EXERCISE REQUIREMENTS: Reproduce every line of the records below word for word, leaving out the pictures.

LISTED RECORDS:
■ ■ ■ ■
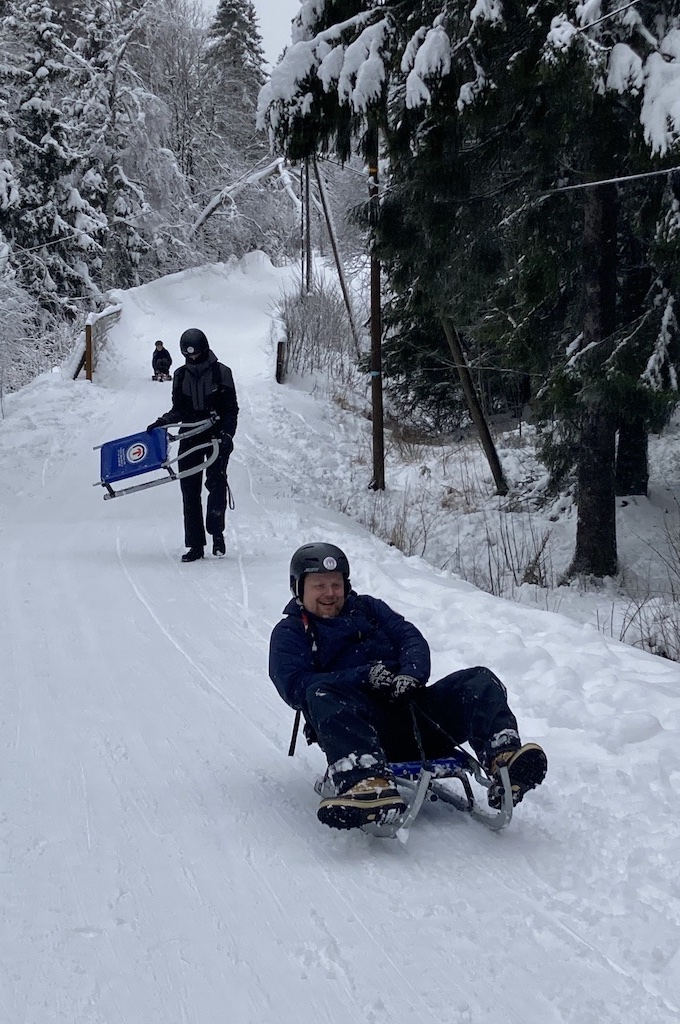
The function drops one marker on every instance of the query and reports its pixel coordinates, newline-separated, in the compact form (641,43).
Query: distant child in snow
(161,361)
(357,671)
(203,388)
■ ■ ■ ■
RESULT OF THE TASK:
The function drops one marker on every instance of the query and reports its pixel coordinates, newline-separated, in the compact form (641,43).
Query: distant child in snow
(161,361)
(357,671)
(203,388)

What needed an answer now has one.